Instructions to follow — Retype the complete listing exactly as it appears.

Given entries —
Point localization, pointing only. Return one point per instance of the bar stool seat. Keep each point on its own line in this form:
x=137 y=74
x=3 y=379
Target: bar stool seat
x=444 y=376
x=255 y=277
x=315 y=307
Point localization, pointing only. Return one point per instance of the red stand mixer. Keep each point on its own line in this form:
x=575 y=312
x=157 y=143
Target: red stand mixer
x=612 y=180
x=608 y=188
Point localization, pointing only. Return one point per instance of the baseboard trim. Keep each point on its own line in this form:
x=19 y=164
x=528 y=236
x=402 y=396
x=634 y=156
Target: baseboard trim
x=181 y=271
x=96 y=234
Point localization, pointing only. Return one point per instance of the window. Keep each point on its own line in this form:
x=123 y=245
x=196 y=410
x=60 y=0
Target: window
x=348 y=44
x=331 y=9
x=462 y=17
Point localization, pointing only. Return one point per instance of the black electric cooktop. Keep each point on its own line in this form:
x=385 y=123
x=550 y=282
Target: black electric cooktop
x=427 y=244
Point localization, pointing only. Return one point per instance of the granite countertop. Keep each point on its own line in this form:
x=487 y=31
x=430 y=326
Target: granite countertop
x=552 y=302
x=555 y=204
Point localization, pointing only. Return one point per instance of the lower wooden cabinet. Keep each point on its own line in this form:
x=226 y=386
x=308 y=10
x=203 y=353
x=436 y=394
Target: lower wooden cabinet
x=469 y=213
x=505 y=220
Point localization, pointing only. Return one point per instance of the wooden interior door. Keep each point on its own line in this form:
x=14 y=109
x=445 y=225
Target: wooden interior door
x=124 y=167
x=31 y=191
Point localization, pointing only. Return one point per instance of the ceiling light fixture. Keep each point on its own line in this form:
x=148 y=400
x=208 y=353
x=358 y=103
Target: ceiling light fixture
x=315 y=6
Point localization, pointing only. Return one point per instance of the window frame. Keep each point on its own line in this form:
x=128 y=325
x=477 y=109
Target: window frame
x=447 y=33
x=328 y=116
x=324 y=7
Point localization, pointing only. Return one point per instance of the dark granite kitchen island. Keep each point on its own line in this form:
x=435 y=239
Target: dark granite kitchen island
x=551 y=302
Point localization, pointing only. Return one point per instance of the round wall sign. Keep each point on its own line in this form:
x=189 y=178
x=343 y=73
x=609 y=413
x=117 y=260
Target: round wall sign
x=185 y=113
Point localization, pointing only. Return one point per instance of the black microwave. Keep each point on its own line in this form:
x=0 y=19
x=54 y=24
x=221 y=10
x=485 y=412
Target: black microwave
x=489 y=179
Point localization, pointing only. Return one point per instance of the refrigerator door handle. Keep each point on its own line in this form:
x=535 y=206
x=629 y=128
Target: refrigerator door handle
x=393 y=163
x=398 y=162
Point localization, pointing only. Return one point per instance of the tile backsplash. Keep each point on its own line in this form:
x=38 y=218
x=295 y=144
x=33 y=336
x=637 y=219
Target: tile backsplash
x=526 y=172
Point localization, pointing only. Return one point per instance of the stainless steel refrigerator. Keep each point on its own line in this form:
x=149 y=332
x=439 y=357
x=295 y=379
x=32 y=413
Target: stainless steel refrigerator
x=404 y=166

Exercise result —
Point localization, pointing only. Return one point per instance of the bar stool seat. Keep each point on its own line in this form:
x=137 y=74
x=3 y=379
Target: bar stool seat
x=444 y=376
x=255 y=277
x=315 y=307
Point localization, pointing only. Return one point per instance of the red stand mixer. Keep each point on its own line in this form:
x=575 y=312
x=157 y=143
Target: red stand mixer
x=612 y=180
x=608 y=188
Point localization, pointing only. Return one point per instance of the baseboard trim. Keep each point on its own line in this form:
x=19 y=164
x=528 y=236
x=402 y=396
x=634 y=156
Target: baseboard trim
x=181 y=271
x=96 y=234
Point localization, pointing only. Return one point per instance of the window. Keep each point on its own line in this form:
x=123 y=245
x=196 y=410
x=60 y=0
Target: window
x=348 y=44
x=331 y=9
x=462 y=17
Point localization, pointing only. Return one point per instance of the black electric cooktop. Keep each point on its own line in this form:
x=385 y=123
x=550 y=282
Target: black electric cooktop
x=427 y=244
Point localization, pointing only. Return one point per instance of the granite countertop. Keep each point on its own line in this form:
x=487 y=31
x=430 y=326
Target: granite countertop
x=552 y=302
x=555 y=204
Point localization, pointing only. Return one point per instance of the lower wooden cabinet. Keep each point on its own line in this form:
x=226 y=386
x=308 y=10
x=203 y=353
x=436 y=394
Target: lower wooden cabinet
x=469 y=213
x=505 y=220
Point localization, pointing only. Return one point per instance of the wooden interior door. Keep each point on its own line in this form:
x=14 y=109
x=445 y=225
Target: wooden interior door
x=124 y=167
x=31 y=191
Point localization, pointing only. Return one point per instance of the ceiling light fixture. Keep each point on its own line in this form:
x=148 y=400
x=208 y=353
x=358 y=103
Target: ceiling light fixture
x=315 y=6
Point localization, pointing only. Return one point per instance of the window frame. Keep each point on its own line in this form:
x=128 y=325
x=477 y=109
Target: window frame
x=447 y=33
x=328 y=116
x=324 y=7
Point localization, pointing only. Return one point per instance of the dark granite kitchen island. Keep each point on its own line in this form:
x=435 y=239
Target: dark granite kitchen island
x=551 y=302
Point localization, pointing only. Return one point per instance of the round wall sign. Keep each point on its own line in this form:
x=189 y=178
x=343 y=73
x=609 y=413
x=117 y=260
Target: round wall sign
x=185 y=113
Point localization, pointing only. Return one point per instance of the black microwave. Keep each point on its own line in this form:
x=0 y=19
x=54 y=24
x=221 y=10
x=485 y=412
Target: black microwave
x=489 y=179
Point localization, pointing only. Return one point per instance of the refrigerator door handle. Keep each point on its own line in this form:
x=535 y=206
x=629 y=128
Target: refrigerator door handle
x=393 y=163
x=398 y=162
Point localization, pointing only. Return one point per instance of the tile backsplash. Keep each point on its own line in this form:
x=38 y=218
x=295 y=144
x=33 y=336
x=637 y=219
Target: tile backsplash
x=526 y=172
Point localization, pointing only. Return one point per instance of the stainless steel refrigerator. Keep each point on its own line in this form:
x=149 y=332
x=439 y=357
x=295 y=379
x=32 y=413
Target: stainless steel refrigerator
x=404 y=166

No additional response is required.